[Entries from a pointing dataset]

[start]

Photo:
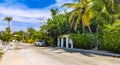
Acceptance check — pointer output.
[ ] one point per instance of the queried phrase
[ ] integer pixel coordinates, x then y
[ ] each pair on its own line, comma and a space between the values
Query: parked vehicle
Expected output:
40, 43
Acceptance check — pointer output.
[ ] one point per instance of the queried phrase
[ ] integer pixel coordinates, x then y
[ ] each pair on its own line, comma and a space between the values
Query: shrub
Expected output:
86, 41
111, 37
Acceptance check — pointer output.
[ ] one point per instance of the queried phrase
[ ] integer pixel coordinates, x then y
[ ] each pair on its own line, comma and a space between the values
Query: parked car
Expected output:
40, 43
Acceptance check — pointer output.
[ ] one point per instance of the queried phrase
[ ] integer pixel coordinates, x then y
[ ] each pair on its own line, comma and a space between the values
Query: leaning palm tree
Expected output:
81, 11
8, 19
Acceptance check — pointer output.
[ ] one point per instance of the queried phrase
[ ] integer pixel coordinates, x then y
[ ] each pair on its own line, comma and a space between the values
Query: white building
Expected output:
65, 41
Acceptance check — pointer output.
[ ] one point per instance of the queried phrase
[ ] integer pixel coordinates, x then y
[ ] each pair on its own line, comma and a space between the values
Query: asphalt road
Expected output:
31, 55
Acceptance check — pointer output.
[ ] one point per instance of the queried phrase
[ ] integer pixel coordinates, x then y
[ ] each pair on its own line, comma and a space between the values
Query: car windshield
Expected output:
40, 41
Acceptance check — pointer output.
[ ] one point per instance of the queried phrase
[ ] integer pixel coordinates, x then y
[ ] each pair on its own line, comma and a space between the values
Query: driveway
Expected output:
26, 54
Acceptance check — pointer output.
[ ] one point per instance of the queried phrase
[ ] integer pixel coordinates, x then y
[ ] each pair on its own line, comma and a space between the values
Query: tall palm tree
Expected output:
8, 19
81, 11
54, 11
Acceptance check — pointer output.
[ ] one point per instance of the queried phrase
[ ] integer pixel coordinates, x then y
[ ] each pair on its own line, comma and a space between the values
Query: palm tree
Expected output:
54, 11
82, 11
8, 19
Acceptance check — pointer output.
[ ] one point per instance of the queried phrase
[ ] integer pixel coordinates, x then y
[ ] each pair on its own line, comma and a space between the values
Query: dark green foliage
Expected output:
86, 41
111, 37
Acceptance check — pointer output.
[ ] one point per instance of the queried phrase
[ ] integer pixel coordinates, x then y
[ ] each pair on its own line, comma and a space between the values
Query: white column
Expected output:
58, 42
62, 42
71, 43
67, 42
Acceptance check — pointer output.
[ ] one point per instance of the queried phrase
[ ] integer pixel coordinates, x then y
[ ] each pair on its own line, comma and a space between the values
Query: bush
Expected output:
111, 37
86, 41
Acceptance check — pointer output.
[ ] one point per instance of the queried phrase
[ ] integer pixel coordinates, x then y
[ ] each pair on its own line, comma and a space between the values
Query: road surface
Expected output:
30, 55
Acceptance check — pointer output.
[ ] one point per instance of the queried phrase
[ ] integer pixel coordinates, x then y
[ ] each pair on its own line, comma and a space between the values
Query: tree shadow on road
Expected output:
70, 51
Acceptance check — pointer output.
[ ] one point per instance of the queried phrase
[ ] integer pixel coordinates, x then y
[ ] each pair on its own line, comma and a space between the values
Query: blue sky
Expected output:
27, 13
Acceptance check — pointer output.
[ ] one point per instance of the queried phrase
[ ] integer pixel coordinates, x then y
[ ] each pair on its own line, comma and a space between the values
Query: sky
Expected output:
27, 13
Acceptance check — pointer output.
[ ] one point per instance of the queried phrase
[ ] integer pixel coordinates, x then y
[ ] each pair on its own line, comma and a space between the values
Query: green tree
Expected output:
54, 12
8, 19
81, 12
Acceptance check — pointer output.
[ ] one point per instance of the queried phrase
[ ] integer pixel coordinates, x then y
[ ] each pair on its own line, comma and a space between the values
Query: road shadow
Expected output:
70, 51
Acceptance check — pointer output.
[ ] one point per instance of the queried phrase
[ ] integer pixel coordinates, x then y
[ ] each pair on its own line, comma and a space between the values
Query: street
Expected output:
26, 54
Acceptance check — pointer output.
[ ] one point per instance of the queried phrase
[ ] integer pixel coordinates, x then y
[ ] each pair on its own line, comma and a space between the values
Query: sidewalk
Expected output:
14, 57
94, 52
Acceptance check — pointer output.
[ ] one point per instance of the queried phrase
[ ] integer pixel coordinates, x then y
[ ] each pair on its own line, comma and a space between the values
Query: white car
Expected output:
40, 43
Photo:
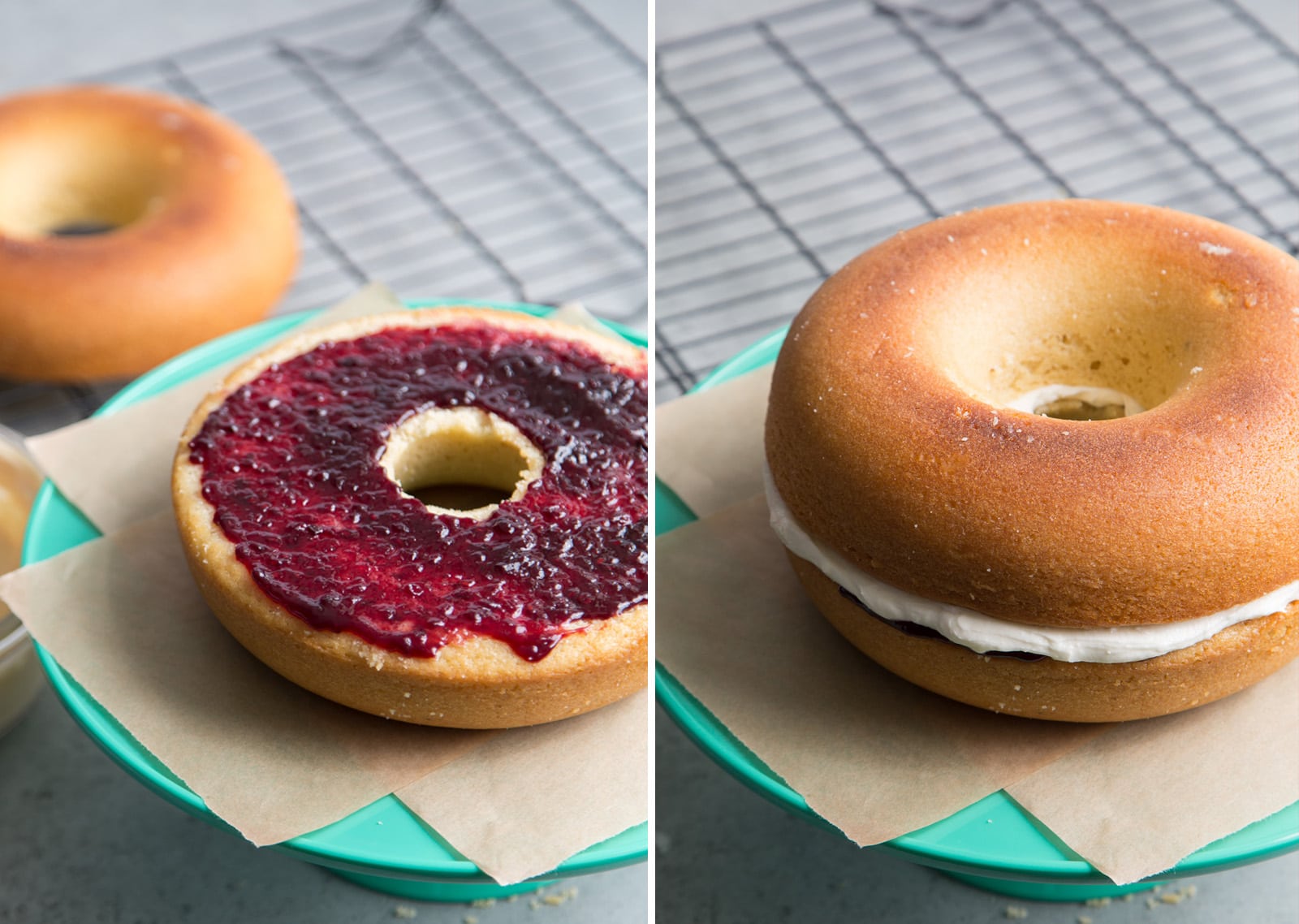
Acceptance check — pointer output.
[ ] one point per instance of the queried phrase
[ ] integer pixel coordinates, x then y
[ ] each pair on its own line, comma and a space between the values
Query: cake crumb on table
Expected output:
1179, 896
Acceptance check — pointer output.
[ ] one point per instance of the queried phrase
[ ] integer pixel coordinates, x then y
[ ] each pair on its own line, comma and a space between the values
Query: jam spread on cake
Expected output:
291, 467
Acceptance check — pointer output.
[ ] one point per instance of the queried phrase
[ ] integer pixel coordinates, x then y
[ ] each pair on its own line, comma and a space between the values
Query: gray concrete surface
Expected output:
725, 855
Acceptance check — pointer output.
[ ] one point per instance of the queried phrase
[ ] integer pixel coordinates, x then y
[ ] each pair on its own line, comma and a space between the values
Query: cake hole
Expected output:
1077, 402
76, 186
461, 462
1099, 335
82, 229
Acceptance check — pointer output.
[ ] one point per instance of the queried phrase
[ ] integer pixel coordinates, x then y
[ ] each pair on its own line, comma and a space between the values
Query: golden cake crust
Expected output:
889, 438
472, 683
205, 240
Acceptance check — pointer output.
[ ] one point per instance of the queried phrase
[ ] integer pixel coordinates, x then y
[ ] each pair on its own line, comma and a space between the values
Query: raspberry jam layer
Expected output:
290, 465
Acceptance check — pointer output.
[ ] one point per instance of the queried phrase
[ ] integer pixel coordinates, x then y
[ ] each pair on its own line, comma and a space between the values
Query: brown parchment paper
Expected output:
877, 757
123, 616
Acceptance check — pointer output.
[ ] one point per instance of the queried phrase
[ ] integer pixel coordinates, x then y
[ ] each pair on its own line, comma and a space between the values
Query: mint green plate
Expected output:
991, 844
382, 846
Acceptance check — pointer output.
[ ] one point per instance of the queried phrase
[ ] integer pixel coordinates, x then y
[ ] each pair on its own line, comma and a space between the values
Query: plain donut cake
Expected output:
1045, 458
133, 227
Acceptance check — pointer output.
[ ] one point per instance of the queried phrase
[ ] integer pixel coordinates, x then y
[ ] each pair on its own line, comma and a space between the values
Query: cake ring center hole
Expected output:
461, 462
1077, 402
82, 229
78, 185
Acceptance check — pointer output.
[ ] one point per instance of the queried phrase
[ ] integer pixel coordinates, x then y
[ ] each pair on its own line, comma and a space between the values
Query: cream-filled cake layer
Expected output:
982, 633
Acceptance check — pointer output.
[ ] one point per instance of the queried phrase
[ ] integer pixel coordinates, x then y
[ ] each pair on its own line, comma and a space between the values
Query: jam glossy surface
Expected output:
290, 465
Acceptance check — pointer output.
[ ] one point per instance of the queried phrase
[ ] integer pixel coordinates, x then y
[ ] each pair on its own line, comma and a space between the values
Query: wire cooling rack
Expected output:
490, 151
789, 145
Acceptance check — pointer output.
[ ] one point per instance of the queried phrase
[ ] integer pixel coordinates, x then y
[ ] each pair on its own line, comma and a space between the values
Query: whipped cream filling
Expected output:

[end]

The task:
Each entry should be repeated exactly as it appears; the pictures stay out.

Solved exercise:
Photo:
Acceptance check — pointer output.
[ ] one point per instance of the queried phrase
[ ] integer pixel coordinates, x then y
[ ] each pair on its own line, comma and a space between the values
Query: parked vehicle
Expected output:
40, 43
Acceptance check — pointer output.
[ ] one point per instance of the queried phrase
[ ] integer pixel coordinates, x then y
[ ] each pair on its own line, comma and a space between the values
Query: shrub
Expected output:
86, 41
111, 37
Acceptance check — pointer output.
[ ] one point per instance of the queried phrase
[ ] integer pixel coordinates, x then y
[ ] each pair on its own line, comma and a space between the values
Query: parked car
Expected output:
40, 43
Acceptance check — pointer output.
[ ] one point per instance of the queried phrase
[ ] integer pixel coordinates, x then y
[ ] each pair on its own line, comma and a space between the values
Query: leaning palm tree
Expected output:
81, 11
8, 19
Acceptance check — pointer output.
[ ] one point per instance of the queried phrase
[ ] integer pixel coordinates, x then y
[ ] each pair on its own line, comma and a space between the values
Query: white building
Expected output:
65, 41
Acceptance check — pointer output.
[ ] one point per instance of the queried phrase
[ ] integer pixel coordinates, x then y
[ ] each pair on its own line, comma and a space between the values
Query: asphalt road
Expected output:
31, 55
Acceptance check — pointer output.
[ ] one point per instance of the queried phrase
[ ] integer pixel coordinates, x then y
[ ] each pair on its own line, comma and a space between the values
Query: car windshield
Expected output:
40, 41
Acceptance check — pointer output.
[ ] one point per instance of the queried phrase
[ ] integer pixel coordinates, x then y
[ ] each pair on its own line, comma and a space between the values
Query: driveway
Expected output:
26, 54
Acceptance check — pointer output.
[ ] one point per instance of the queried phrase
[ ] integer pixel coordinates, x then y
[ ] each pair on its own line, comma and a space between the values
Query: tall palm tree
Expected output:
8, 19
81, 11
54, 11
Acceptance check — pointer output.
[ ] one point per instance of the queried phrase
[ ] integer pixel coordinates, x then y
[ ] each pair on its own line, comma and a space between the values
Query: palm tree
Expected output:
54, 11
82, 11
8, 19
Acceptance check — pointer output.
[ ] one point per instance of the queried phrase
[ ] integer pixel coordinates, x then y
[ ] each pair on its own line, comma and a space between the values
Query: dark green foliage
Expected output:
86, 41
111, 37
Acceptance check — pointer output.
[ ] one point per instance of the queried phrase
[ ] integer pixel coordinates, x then y
[ ] each pair on its own line, comma and a space between the values
Query: white column
Expected output:
58, 42
62, 42
71, 43
67, 42
Acceptance check — pointer output.
[ ] one point per instance of the queried phrase
[ ] integer pixel coordinates, x then y
[ ] each pair on its own line, comma and a space between the values
Query: bush
Expected output:
111, 37
86, 41
Acceptance check — pointer output.
[ ] one point per instance of the queried phrase
[ ] integer pixel coordinates, x then y
[ ] each pair on its own line, comma and a space between the values
Query: road surface
Expected output:
30, 55
Acceptance check — pointer output.
[ ] one point per instance of the queried phrase
[ ] integer pixel coordinates, x then y
[ ] each pair on its own line, comma and a space between the values
Query: tree shadow on road
Expected output:
70, 51
Acceptance check — pointer output.
[ ] one point per instance of the queried phrase
[ ] integer pixel coordinates, x then y
[ ] each pair on its own line, comma and a space between the values
Query: blue sky
Expected output:
27, 13
Acceptance check — pointer output.
[ ] one point per instance of the queried phrase
[ ] integer pixel coordinates, x then y
[ ] each pair on its own line, comma and a space between the values
Query: sky
Expected output:
27, 13
Acceptance check — pointer output.
[ ] one point per instance of the queried phrase
[ ] integer pixel coordinates, x then y
[ ] each pair on its own line, comma and a space between the values
Query: green tree
Expected output:
54, 12
8, 19
81, 12
Acceptance check — pointer output.
[ ] one point per instance of the queried phrase
[ ] integer pixel coordinates, x then y
[ ] each pair on its own line, comma and a space between the values
Query: road shadow
Expected output:
70, 51
Acceptance check — pointer output.
[ ] one point per instance of the queried phrase
[ ] integer pixel coordinates, x then y
[ ] each pair on its own line, comma and a space between the values
Query: street
Expected output:
26, 54
Acceptance check — pointer output.
[ ] one point per instance of the queried phrase
[ ] integer pixel coordinates, x then y
[ ] each pair on its own line, comma and a space between the values
Query: sidewalk
Expected output:
14, 57
94, 52
Acceptance check — pointer output.
[ ] one point per instance of the queried phrase
[ ] integer pixel coordinates, x then y
[ ] each pair on its own line, comma and a space between the values
Query: white car
Expected output:
40, 43
Photo:
Acceptance check — pointer output.
[ ] one point per instance of the queried phrase
[ ] integer pixel coordinates, x then y
[ ] each pair on its own line, comma and a space between the values
Query: cake crumb on table
Expected output:
1179, 896
Acceptance check — pointer output.
[ ] one point per instance of the queried phrase
[ ] integer pixel coordinates, x then y
[ ] each pair on its own line, comma and a space between the values
Query: jam spread on cake
Expected output:
291, 467
Acceptance check — pointer output.
[ ] one point per instance of the queried phrase
[ ] integer pixel coordinates, x then y
[ ] each pair on its own line, comma and a space between the values
Query: gray concrete surface
Expected output:
725, 855
Acceptance check — pointer output.
[ ] one point per instance of the queried phrase
[ ] integer pixel coordinates, x then y
[ ] each pair on its own line, comma and a space between the values
Query: cake hole
Expected output:
1077, 402
76, 186
461, 462
1099, 335
82, 229
Acceptance check — pointer output.
[ ] one point per instance of the queried phrase
[ ] integer pixel coordinates, x then y
[ ] each pair on its own line, comma and a space between the values
Query: golden cake crust
Expected output:
889, 438
472, 683
205, 240
Acceptance check — pointer output.
[ ] one point per instance of the queried phrase
[ ] integer pixel coordinates, x then y
[ ] each pair on its own line, comma and a space between the values
Query: raspberry jam layer
Expected output:
290, 465
Acceptance check — pointer output.
[ ] one point per instance of the queried phrase
[ ] integer pixel coordinates, x then y
[ ] each pair on its own line, comma and a space between the values
Query: brown parchment paper
Expected output:
877, 757
123, 616
Acceptance check — pointer output.
[ ] one point per instance of the queried phrase
[ ] integer pixel coordinates, x then y
[ ] each pair on its own line, comma and a space between the values
Query: mint green plate
Expected output:
991, 844
382, 846
Acceptance check — pointer output.
[ ] one point per instance of the queried phrase
[ ] integer pixel coordinates, x then y
[ ] each pair on its own line, comma and a space between the values
Query: plain donut cake
Expected output:
1045, 458
133, 227
Acceptance check — pointer output.
[ ] one point per instance of the queried phrase
[ ] integer pixel coordinates, x then y
[ ] each pair on its own line, comma and a space between the values
Query: cake ring center hole
Expected output:
461, 462
1077, 402
82, 229
78, 185
Acceptance check — pointer output.
[ ] one point per instance of the queried phrase
[ ] integer pixel coordinates, x then y
[ ] each pair on its own line, comma and a space between the values
Query: cream-filled cake layer
Expected output:
982, 633
Acceptance check — pointer output.
[ ] one point per instance of the queried phrase
[ ] integer pixel coordinates, x then y
[ ] each pair on its own line, comma and a space between the values
Query: jam glossy surface
Expected output:
290, 465
Acceptance check — pointer output.
[ ] one point per instance of the queried phrase
[ ] integer pixel coordinates, x then y
[ ] each pair on its own line, comma and a space between the values
Query: wire cooling rack
Expected output:
490, 151
789, 145
Acceptance check — pointer output.
[ ] one point per instance of the queried phrase
[ ] integer pixel coordinates, x then y
[ ] each pair on its own line, comma and a space between the values
Query: whipped cream filling
Expected output:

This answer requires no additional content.